## [Selected passage]

· · ·

Luther: The Fallen Sun, stylised onscreen simply as Luther, is a 2023 crime thriller film directed by Jamie Payne and written by Neil Cross. It serves as a film continuation of the 2010–19 British television series of the same name. The film stars Idris Elba (who also serves as a producer on the film), reprising his role as John Luther, with Cynthia Erivo and Andy Serkis.

Luther: The Fallen Sun was released in select cinemas on 24 February 2023, before its streaming release on 10 March 2023, by Netflix.

Plot 
Wealthy city trader and serial killer David Robey blackmails and kidnaps young cleaner Callum Aldrich. DCI John Luther is assigned to the case and promises Callum's mother, Corrine, he will find her son. Concerned about his involvement, Robey digs up dirt on the various illegal acts Luther has committed as a police officer, resulting in him being fired, prosecuted and imprisoned.

· · ·

## [Supplied material]
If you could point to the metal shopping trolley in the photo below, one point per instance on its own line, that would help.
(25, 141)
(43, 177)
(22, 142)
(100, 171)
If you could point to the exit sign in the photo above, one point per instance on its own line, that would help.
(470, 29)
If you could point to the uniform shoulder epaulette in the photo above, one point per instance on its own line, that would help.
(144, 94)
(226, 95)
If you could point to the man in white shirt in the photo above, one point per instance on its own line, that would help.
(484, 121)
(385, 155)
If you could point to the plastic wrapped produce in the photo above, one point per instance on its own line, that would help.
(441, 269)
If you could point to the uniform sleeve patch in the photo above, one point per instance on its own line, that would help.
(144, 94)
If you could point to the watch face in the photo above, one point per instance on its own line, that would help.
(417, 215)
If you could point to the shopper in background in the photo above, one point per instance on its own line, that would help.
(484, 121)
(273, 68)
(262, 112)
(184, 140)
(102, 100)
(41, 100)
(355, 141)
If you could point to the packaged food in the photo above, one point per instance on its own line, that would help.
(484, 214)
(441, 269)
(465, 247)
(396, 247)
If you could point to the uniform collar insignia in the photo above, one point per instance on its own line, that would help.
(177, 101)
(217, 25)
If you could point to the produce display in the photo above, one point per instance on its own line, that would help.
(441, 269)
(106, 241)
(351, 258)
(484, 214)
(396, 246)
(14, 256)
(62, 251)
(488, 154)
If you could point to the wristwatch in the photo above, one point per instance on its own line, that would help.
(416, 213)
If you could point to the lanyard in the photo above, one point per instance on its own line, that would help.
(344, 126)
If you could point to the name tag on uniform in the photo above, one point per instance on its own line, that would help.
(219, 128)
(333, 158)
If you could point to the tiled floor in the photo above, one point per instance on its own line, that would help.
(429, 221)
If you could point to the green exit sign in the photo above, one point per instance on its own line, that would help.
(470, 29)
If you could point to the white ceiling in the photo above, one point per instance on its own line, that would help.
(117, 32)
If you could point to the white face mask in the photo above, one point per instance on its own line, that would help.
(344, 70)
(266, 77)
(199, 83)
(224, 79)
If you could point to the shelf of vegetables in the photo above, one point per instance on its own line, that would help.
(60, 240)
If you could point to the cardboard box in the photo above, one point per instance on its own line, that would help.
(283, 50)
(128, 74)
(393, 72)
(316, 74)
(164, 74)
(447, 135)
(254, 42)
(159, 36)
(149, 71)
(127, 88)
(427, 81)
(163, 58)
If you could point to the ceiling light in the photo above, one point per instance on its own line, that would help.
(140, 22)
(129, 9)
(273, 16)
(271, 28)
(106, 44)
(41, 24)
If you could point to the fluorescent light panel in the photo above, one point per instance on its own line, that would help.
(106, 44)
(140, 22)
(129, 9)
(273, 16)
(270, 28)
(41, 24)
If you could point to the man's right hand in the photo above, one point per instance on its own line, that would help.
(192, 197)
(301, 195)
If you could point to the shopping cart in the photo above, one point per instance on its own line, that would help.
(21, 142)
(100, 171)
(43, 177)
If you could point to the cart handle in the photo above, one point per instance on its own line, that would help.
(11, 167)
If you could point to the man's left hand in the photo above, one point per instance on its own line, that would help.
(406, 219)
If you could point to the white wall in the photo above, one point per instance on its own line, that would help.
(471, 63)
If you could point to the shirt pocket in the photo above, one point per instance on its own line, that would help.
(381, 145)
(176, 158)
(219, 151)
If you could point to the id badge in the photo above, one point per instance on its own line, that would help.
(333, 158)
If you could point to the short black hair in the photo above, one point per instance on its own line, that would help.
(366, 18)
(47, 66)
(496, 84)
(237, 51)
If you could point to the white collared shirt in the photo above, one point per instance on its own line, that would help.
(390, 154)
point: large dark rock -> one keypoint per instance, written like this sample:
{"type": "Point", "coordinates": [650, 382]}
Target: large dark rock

· · ·

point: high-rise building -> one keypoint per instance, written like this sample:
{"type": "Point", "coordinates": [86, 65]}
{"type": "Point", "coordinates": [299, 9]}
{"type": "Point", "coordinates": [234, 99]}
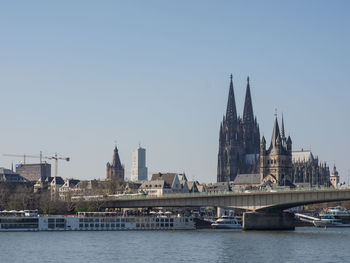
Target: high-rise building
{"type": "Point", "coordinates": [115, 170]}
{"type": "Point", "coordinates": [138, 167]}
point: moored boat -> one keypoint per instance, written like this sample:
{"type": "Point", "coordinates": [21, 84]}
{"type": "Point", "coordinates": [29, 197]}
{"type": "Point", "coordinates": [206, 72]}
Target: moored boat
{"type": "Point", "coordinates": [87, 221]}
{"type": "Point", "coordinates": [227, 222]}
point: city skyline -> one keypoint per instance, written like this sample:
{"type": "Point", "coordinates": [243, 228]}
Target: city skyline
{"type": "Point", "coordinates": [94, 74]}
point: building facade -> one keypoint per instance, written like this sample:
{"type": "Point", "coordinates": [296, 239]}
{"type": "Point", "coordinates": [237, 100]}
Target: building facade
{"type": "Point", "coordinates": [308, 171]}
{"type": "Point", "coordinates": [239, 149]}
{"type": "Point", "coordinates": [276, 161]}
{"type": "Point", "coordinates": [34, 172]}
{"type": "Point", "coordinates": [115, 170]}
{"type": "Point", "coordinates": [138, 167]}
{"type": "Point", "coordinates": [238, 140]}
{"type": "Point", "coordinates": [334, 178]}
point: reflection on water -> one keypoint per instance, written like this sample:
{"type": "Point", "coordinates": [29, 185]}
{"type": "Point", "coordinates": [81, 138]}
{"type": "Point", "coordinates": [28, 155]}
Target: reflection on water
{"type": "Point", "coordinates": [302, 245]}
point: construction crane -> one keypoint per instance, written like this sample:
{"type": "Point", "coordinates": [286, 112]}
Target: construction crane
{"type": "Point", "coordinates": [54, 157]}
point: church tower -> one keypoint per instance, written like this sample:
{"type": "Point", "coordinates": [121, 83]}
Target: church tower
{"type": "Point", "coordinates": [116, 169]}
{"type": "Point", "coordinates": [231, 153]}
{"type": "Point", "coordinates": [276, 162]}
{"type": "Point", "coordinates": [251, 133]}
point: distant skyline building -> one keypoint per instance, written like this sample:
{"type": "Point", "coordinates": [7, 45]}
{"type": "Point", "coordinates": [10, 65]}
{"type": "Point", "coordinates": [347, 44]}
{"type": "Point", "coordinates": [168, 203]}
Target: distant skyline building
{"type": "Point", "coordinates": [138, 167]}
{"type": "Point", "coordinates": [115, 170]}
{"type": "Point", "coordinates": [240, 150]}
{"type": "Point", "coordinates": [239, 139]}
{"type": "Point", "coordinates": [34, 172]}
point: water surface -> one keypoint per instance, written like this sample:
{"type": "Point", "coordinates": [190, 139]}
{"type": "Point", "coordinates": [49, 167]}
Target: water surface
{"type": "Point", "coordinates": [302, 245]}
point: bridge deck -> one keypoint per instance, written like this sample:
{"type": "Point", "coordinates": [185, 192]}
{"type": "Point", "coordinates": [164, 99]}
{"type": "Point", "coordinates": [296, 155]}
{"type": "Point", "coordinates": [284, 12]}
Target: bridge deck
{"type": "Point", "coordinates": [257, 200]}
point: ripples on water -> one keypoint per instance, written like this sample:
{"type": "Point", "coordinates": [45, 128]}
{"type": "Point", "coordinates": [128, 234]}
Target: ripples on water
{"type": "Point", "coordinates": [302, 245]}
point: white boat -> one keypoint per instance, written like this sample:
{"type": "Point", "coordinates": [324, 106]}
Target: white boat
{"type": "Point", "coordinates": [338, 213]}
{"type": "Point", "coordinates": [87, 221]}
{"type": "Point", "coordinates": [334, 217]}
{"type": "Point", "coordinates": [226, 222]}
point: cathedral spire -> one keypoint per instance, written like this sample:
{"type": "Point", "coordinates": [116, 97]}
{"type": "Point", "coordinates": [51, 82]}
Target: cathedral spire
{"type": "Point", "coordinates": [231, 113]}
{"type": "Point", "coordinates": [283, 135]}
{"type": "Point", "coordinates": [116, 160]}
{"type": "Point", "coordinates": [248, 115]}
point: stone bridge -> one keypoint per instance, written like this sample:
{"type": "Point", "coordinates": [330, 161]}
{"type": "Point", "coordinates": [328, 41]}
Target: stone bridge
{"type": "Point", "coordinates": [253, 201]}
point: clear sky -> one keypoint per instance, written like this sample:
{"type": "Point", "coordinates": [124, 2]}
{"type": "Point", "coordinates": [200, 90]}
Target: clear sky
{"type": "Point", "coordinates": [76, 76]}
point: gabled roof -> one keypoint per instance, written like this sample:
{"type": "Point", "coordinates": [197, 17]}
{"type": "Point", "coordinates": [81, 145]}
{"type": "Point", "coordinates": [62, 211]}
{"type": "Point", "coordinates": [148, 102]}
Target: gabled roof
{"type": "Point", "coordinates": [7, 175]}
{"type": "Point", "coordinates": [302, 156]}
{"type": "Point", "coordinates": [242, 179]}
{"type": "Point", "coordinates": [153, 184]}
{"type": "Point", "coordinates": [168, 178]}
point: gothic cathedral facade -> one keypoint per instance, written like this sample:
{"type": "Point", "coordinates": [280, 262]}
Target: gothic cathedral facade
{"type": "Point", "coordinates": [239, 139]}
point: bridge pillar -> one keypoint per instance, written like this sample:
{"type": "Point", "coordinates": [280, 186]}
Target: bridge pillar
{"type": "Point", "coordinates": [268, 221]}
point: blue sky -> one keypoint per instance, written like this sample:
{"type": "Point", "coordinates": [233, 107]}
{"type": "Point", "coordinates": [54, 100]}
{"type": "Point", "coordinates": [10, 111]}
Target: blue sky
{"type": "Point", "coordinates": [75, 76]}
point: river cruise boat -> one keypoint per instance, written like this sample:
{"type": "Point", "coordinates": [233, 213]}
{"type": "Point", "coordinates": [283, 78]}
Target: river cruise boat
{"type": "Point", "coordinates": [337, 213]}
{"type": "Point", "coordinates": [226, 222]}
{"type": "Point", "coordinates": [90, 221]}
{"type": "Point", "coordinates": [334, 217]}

· · ·

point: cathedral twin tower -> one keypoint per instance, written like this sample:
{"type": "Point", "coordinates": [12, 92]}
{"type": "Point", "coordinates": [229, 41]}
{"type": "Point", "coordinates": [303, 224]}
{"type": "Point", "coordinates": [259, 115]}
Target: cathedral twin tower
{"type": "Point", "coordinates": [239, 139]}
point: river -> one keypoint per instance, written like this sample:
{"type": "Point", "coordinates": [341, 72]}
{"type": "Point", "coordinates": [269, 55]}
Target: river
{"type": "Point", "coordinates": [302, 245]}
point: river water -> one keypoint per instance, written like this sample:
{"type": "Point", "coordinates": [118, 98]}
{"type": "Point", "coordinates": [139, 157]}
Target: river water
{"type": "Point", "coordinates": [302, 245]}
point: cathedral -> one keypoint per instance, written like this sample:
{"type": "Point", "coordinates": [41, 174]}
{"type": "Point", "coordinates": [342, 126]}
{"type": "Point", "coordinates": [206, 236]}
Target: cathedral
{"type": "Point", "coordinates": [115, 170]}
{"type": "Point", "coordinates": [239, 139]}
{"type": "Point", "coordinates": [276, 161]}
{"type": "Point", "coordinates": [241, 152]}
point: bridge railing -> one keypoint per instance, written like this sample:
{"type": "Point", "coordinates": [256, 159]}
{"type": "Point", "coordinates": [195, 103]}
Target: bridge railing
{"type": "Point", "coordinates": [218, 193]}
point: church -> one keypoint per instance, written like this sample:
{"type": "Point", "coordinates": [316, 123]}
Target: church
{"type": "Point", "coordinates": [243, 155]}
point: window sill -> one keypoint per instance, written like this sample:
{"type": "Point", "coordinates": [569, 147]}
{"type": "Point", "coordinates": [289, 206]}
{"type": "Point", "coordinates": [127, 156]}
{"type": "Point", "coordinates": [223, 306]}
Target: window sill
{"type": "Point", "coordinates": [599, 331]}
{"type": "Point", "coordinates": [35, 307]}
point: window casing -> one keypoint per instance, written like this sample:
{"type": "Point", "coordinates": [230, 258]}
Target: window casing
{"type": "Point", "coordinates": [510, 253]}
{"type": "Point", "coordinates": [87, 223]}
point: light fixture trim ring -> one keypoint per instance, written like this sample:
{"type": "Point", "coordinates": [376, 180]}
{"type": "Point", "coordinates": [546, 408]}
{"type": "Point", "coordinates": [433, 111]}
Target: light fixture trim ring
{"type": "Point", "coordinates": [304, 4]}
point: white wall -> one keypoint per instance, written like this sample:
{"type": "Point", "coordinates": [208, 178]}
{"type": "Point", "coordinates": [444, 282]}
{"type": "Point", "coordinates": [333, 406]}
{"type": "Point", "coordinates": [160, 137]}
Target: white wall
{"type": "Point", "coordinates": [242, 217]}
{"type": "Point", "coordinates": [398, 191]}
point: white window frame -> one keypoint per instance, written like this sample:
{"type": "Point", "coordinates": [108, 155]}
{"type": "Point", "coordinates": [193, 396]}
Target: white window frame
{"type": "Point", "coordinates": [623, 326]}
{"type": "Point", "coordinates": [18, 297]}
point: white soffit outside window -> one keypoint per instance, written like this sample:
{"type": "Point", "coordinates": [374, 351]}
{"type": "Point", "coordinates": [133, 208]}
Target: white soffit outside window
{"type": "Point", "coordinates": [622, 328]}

· · ·

## [Written task]
Transcribe the passage about the film Luther: The Fallen Sun in full, word for word. The lines here have no connection to the passage about the film Luther: The Fallen Sun.

## [Result of the task]
Luther: The Fallen Sun, stylised onscreen simply as Luther, is a 2023 crime thriller film directed by Jamie Payne and written by Neil Cross. It serves as a film continuation of the 2010–19 British television series of the same name. The film stars Idris Elba (who also serves as a producer on the film), reprising his role as John Luther, with Cynthia Erivo and Andy Serkis.

Luther: The Fallen Sun was released in select cinemas on 24 February 2023, before its streaming release on 10 March 2023, by Netflix.

Plot 
Wealthy city trader and serial killer David Robey blackmails and kidnaps young cleaner Callum Aldrich. DCI John Luther is assigned to the case and promises Callum's mother, Corrine, he will find her son. Concerned about his involvement, Robey digs up dirt on the various illegal acts Luther has committed as a police officer, resulting in him being fired, prosecuted and imprisoned.